To start training, you will need to login to your Hugging Face account, please fill in the prompts as in the example below (replace `robot-bengali` with your username):

![img](https://i.imgur.com/txuWbJi.png)

Please do not run colab notebooks from multiple google accounts: google doesn't like this.

In [None]:
experiment_name = "bengali_MAIN"
hivemind_version = "0.9.9.post1"
%env EXPERIMENT_ID 15

!echo "Installing dependencies..."
!pip git+https://github.com/learning-at-home/hivemind.git@{hivemind_version} >> install.log 2>&1
!git clone https://github.com/yandex-research/DeDLOC >> install.log 2>&1
%cd ./DeDLOC/sahajbert
!pip install -r requirements.txt >> install.log 2>&1

from shlex import quote
import torch
from huggingface_auth import authorize_with_huggingface
from runner import run_with_logging

assert torch.cuda.is_available(), "GPU device not found. If running in colab, please retry in a few minutes."

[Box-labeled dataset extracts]
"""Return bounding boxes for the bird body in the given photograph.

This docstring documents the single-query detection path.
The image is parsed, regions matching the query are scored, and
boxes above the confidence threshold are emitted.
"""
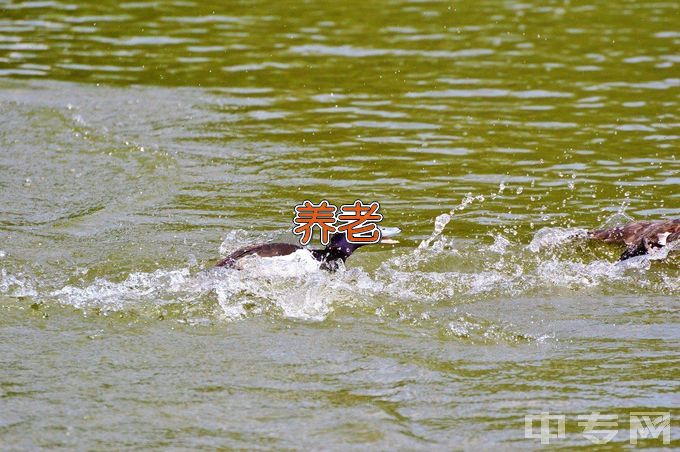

▶ [PROBLEM SET]
a) According to the notebook excerpt, what should you not do when running colab notebooks?
b) Retype the notebook excerpt, beginning at the words "To start training, you" and stopping after "doesn't like this.".

▶ [WRITTEN ANSWERS]
a) Run them from multiple Google accounts.

b)
To start training, you will need to login to your Hugging Face account, please fill in the prompts as in the example below (replace `robot-bengali` with your username):

![img](https://i.imgur.com/txuWbJi.png)

Please do not run colab notebooks from multiple google accounts: google doesn't like this.